[Instruction]: Retype, without changes, every line from the line that contains "Put a dot on each instance of the dirt" through the final line of the records. Exclude pictures.
BEGIN
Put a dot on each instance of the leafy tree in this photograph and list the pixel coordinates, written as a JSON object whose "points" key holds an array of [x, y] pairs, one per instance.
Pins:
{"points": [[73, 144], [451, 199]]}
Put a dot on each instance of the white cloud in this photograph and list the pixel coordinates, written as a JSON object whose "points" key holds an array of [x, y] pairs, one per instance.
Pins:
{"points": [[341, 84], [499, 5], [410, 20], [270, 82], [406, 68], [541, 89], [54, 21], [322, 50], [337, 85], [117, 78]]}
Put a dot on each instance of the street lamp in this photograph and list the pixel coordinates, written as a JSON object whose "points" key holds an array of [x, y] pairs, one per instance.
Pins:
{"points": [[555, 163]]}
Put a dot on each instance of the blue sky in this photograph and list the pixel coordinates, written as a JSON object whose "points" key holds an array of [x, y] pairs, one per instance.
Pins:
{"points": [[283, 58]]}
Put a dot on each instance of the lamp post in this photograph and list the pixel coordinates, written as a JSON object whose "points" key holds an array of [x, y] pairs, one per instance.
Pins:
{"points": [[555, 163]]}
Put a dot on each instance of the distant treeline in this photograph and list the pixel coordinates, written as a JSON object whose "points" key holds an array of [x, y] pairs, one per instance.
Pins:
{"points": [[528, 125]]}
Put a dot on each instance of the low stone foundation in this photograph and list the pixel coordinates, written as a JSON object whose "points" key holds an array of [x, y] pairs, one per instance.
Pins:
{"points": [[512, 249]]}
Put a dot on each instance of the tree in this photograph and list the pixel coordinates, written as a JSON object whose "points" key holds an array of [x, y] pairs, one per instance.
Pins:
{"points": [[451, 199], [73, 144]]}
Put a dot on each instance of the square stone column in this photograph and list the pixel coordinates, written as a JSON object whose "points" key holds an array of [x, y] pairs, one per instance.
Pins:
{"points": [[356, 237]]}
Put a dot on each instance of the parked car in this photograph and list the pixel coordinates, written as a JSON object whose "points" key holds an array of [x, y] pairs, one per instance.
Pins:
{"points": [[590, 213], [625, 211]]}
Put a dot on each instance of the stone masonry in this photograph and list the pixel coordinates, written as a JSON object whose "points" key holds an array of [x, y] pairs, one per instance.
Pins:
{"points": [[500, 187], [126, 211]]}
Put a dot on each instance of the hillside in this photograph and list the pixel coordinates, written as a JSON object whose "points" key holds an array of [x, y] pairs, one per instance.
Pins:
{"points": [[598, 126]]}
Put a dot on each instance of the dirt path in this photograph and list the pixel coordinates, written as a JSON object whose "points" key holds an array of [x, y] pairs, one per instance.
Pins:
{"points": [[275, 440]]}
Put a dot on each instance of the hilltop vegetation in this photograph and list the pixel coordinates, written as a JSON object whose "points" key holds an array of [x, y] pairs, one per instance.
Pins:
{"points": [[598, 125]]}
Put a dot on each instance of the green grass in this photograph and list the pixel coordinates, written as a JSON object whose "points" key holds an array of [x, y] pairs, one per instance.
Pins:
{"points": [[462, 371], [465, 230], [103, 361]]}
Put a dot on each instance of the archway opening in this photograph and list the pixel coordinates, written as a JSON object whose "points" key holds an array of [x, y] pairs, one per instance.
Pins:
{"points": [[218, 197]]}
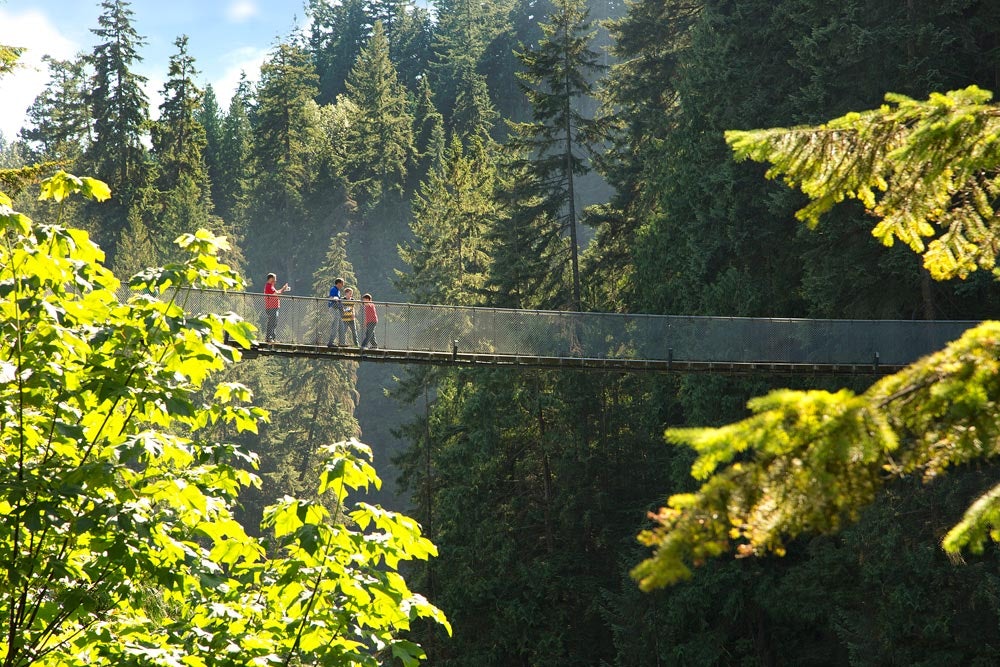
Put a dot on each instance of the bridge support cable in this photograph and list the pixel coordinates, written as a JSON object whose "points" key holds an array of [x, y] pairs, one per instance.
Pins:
{"points": [[423, 333]]}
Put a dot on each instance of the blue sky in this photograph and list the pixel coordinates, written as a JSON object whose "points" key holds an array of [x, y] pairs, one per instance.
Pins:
END
[Task response]:
Put a dot on each instance of the dirt path in this photograph and list the pixel coordinates, written as a JSON object whose "points" key holds an array of [x, y] pairs, one per instance.
Pins:
{"points": [[275, 440]]}
Put a dot on each instance of the hilltop vegetation in this photograph and list the pixel coordinates, written as a JSON object whose "points" key holds an array of [x, y] pairs, one per instance.
Pins:
{"points": [[598, 125]]}
Put a dot on each instance of the green grass in this photograph and list the pixel coordinates, written as a JSON object whose "points" key holds an array of [x, y] pairs, one per instance.
Pins:
{"points": [[462, 371], [465, 230], [103, 361]]}
Put a dot on each instance of the archway opening in this photograph and list the pixel coordinates, written as a JSON object whose "points" key holds an array of [x, y] pairs, one per instance.
Pins:
{"points": [[218, 197]]}
Put a dot on each instance of the bridge support cable in this photograph and list the pixel coordinates, written as a JSON object whose "points" key holds an array of [x, y] pairs, one per instance.
Pins:
{"points": [[423, 333]]}
Put a dot on each instance of the blue sky in this photograph and list the pixel coordinates, written as a JSON object whose "points" key holds an array of [x, y] pairs, one per instance.
Pins:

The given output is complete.